Collected data entries:
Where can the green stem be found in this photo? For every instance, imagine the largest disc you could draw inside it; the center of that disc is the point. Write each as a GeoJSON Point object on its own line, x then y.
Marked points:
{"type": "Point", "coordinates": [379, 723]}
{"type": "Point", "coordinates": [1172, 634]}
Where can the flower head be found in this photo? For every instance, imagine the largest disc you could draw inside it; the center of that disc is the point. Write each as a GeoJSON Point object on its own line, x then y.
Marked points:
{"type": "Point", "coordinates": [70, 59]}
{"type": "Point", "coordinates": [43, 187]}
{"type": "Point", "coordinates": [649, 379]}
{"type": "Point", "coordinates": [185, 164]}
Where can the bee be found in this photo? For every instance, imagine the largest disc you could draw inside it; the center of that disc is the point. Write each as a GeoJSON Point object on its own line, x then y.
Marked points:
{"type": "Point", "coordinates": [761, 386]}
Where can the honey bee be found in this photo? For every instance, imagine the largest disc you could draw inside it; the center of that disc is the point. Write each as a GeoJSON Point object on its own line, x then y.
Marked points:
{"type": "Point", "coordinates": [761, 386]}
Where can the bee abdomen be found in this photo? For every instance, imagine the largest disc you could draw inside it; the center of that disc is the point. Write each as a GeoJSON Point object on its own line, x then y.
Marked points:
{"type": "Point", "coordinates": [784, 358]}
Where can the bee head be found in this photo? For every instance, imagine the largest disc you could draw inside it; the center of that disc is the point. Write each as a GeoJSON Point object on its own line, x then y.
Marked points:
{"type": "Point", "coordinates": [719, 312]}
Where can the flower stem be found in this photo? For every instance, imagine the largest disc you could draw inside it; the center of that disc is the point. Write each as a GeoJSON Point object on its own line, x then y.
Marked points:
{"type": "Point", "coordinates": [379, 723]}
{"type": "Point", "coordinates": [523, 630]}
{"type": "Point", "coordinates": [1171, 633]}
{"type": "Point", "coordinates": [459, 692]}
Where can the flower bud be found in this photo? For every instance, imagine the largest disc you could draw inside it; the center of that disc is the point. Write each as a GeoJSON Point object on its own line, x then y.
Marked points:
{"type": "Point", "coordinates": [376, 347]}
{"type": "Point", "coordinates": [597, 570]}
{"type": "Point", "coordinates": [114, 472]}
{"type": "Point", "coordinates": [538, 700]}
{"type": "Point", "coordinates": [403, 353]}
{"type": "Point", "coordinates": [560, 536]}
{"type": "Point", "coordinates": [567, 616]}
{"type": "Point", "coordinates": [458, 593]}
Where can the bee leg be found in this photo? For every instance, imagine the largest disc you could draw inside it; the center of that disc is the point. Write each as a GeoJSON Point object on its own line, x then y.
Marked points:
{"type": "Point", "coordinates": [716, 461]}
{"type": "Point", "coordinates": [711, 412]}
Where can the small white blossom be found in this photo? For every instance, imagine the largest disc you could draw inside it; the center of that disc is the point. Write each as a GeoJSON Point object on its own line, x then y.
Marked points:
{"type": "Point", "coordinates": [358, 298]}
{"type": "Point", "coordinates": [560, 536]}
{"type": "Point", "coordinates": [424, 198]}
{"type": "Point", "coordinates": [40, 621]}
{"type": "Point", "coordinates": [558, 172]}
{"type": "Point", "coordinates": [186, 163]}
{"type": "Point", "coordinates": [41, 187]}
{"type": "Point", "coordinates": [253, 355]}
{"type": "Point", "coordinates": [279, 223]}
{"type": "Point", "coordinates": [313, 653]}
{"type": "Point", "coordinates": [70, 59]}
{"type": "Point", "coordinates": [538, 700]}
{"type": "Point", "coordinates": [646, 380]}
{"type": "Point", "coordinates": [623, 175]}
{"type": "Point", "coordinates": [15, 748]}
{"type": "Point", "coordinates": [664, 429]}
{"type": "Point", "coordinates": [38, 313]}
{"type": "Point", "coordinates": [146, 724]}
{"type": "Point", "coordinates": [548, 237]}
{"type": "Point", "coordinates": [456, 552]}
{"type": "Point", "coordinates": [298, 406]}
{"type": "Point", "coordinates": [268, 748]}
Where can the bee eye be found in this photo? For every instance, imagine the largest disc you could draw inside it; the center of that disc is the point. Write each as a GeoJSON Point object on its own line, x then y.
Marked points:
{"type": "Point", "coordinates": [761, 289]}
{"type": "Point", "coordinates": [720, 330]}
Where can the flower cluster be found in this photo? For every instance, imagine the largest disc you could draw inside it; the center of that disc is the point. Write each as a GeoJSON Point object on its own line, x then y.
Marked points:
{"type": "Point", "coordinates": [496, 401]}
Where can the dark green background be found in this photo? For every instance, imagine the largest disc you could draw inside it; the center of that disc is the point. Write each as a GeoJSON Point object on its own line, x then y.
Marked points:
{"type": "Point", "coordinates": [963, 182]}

Exercise description =
Give only a number, the count of lines above that include the string "green".

Written response =
2